Eventually, he returned home, married his childhood sweetheart, and enrolled at the University of Georgia. To assuage his restless spirit, he took flying lessons at the Athens airport.
In 1941, with America about to go to war, Rocky left college and enlisted in the Army Air Corps. After flight school, his unit was sent to the Philippines to await the arrival of their fighter aircraft.
When Rocky arrived in the Philippines, he began keeping a journal to document his experiences. For the next year, through a series of truly harrowing adventures, he wrote daily in his tattered notebook.
The fighter aircraft his unit awaited never arrived. On December 8, 1941, the day after the attack on Pearl Harbor, Japanese planes began bombing American bases in the Philippines. Rocky and the other pilots became foot soldiers fighting to defend the islands.
After the initial bombing raids, Japanese ground troops invaded the Philippines. During three months of fierce fighting, the outnumbered American and Filipino defenders were steadily pushed back. By April 1942, they were trapped on the peninsula of Bataan and ultimately, forced to surrender.
What followed was the infamous Bataan Death March. Japanese troops forced 70,000 captives to walk 65 miles back to the mainland without food or water.
In the eyes of the Japanese, the defenders had dishonored themselves by surrendering. So great was the Japanese contempt that prisoners who fell behind were executed on the spot. As many as 14,000 Filipino and American soldiers died during the forced march.
Rocky, however, escaped before the march began. He overpowered a Japanese guard, stabbed him to death with his own knife, and escaped into the jungle amid a hail of bullets. He made his way to the coast and swam three miles across Manila Bay to the island of Corregidor, where the defense forces were making a last stand.

## Material provided:
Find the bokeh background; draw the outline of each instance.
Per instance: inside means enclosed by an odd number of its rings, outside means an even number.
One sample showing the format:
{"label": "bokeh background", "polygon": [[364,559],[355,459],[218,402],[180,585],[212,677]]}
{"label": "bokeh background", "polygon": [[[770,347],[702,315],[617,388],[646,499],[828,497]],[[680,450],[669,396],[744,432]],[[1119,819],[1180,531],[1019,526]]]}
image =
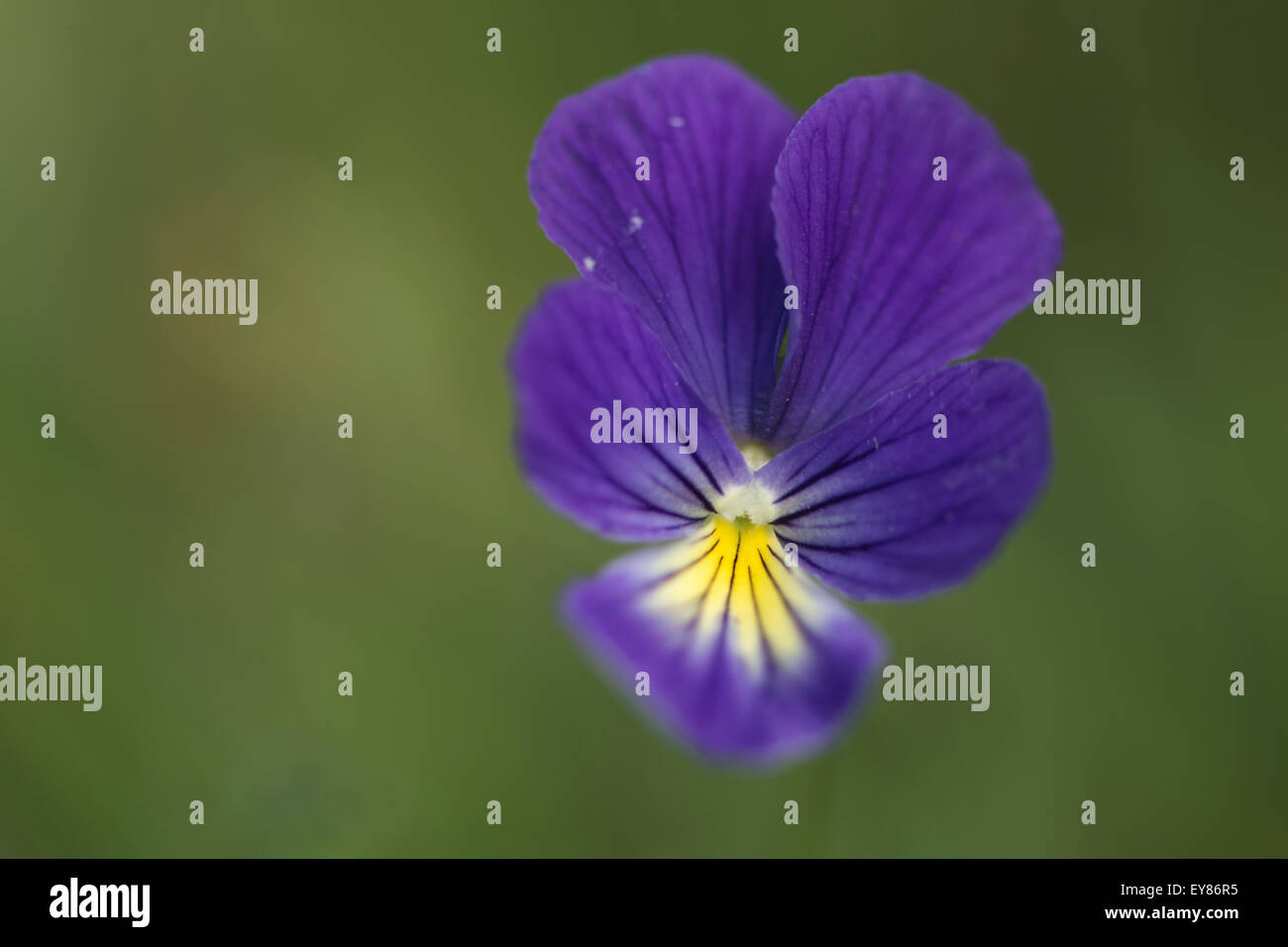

## Task requirements:
A. From the Bataan excerpt, reproduce the stretch from "In 1941, with" through "their fighter aircraft.".
B. Check each statement against the Bataan excerpt. Answer yes or no and quote the deciding words: (i) Rocky left college in 1941 to enlist in the Army Air Corps. (ii) The fighter aircraft Rocky's unit awaited reached the Philippines soon after the attack on Pearl Harbor. (iii) Rocky swam across Manila Bay to reach Corregidor.

## Expected outputs:
A.
In 1941, with America about to go to war, Rocky left college and enlisted in the Army Air Corps. After flight school, his unit was sent to the Philippines to await the arrival of their fighter aircraft.

B.
(i) Yes: "In 1941, with America about to go to war, Rocky left college and enlisted in the Army Air Corps."
(ii) No: "The fighter aircraft his unit awaited never arrived."
(iii) Yes: "swam three miles across Manila Bay to the island of Corregidor"